*Excerpted text*
START

# I don't understand



## arinowner (Feb 25, 2008)

More than a majority of rider 5'11" to 6'0" in here ride a 57cm frame size.
Why does Orbea recommend a 54cm for riders 5'11" to 6'2" tall?
I am 5'11" with a 33.5" inseam and recently bought a 57cm frameset (Arin) after riding a 57 fully built bike. I did ride a 54 but had a little toe overlap which I didn't think was safe.
Did I buy the wrong size?
Your thoughts and comments please...


----------



## FLbiker (May 21, 2005)

*Size*

I am 5'11" tall w/ a 32" inseam and I ride a 54cm. I am prefectly happy on it.


----------



## kkowalsk (Sep 5, 2005)

Bike size and rider position is very subjective and personal to the rider. How does the set-up of the Arin compare to your previous ride if you had one? Height is only one of the measurements. Leg length, torso length and reach among other things are all very important. Different riders will also prefer different bike geometries and positions based on their type of riding or what they're accustomed to. A proper fit by your LBS is important to start with. If the bike feels good and doesn't cause pain then it probably is fit fine. I wouldn't worry too much about about the size but how it feels and how you feel on it.

END

*Data excerpt*

START

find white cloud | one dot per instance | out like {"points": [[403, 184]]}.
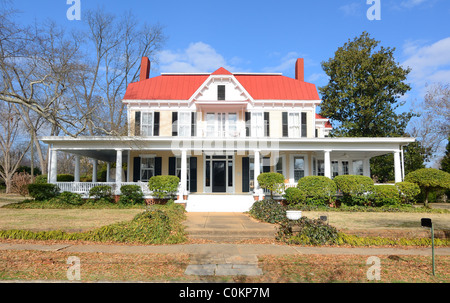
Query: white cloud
{"points": [[411, 3], [197, 57], [351, 9], [287, 64], [429, 63]]}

END

*To be done*
Write the next part of the Orbea frame-size discussion, starting right after its final sentence.

*Written answer*
I can tell you the Orbea's run a little on the large side for the listed size. I am a little over 6'-0", and I ride a 57, 110mm stem and only about 6 1/2" of exposed seatpost and it fits me perfectly. I previously had a 58 Specialized with a 100mm stem and much more exposed seatpost to get the same position. On the Specialized I really needed a 60 in height and a 58 in TT length. Orbea's geometry just fits me well.


----------



## tete de la tour (Oct 26, 2006)

I am 6' and went from 57cm 08 Orca to 54 09' , I like the 54 much more however my position on this bike is more aggressive. At first I was concerned but now that I have gotten out on some longer rides I must say that I am glad I went with a 54. The Orca in 57 is a big bike. 33" inseam BTW


----------



## arinowner (Feb 25, 2008)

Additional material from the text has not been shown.